• [Document segment]:
○ ○ ○ ○ ○

July 23, 1967    8:15 a.m.



On the radio you are sharing the services of the First Baptist Church in Dallas.  This is the pastor bringing the morning message.  I am changing it from the announced subject to something altogether different.  I am going to speak this morning upon The Encounter Crusade in Dayton, Ohio.  The reason I am doing it is because of the strategic importance of that effort.  It was a denominational effort on the part of our Southern Baptist Convention, through the Home Mission Board, and on the part of the Baptist General Convention of Texas, through its Department of Evangelism.  It was done as a pilot effort.  It was a new departure.  It was an attempt to see if we could find some method by which we could reach these vast multitudes of people who live in these crowded and teeming cities in the North and the East. 

There were so many people over the denomination who were praying for it.  Right now there are about seven hundred of our laymen and lay people who are up there, beginning today, the continuing effort in all of our churches.  In the greater Dayton area we have about eighty churches, Southern Baptist churches, and today they are beginning in the churches as last week we gathered in a football stadium for the central encounter appeal.  So the message this morning will be a report on that effort.  And I have a wonderful biblical example for it.  The first missionary journey, described in the fourteenth chapter of the Book of Acts goes like this.  This is the close of the journey:


And after they had passed throughout Pisidia, they came to Pamphylia.

○ ○ ○ ○ ○

• [Information shown]:
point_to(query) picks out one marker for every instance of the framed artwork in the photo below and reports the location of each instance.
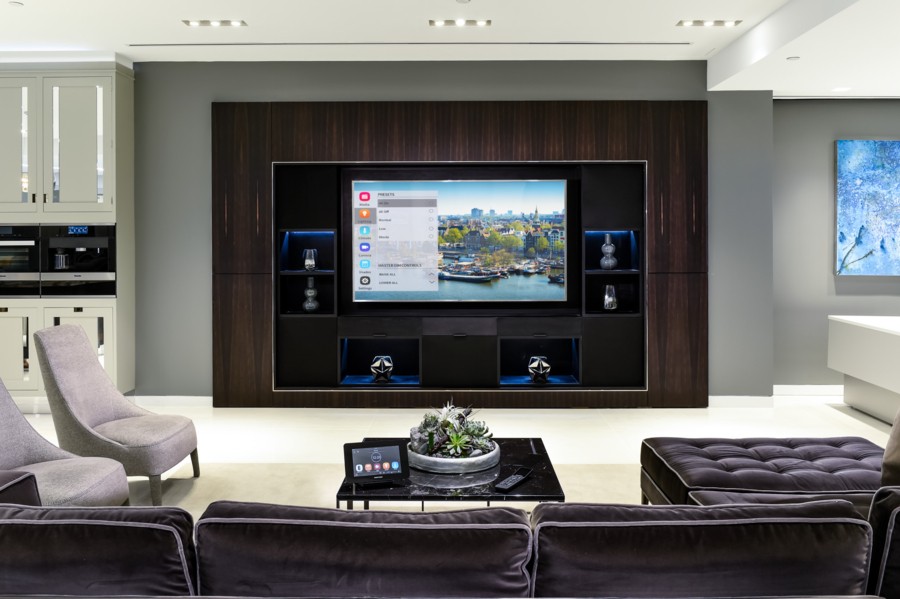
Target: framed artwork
(867, 207)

○ ○ ○ ○ ○

• [Short task]: According to the sermon, where did people gather last week for the central encounter appeal? Answer from the sermon alone, not from the data.

• [Response to the exercise]: In a football stadium.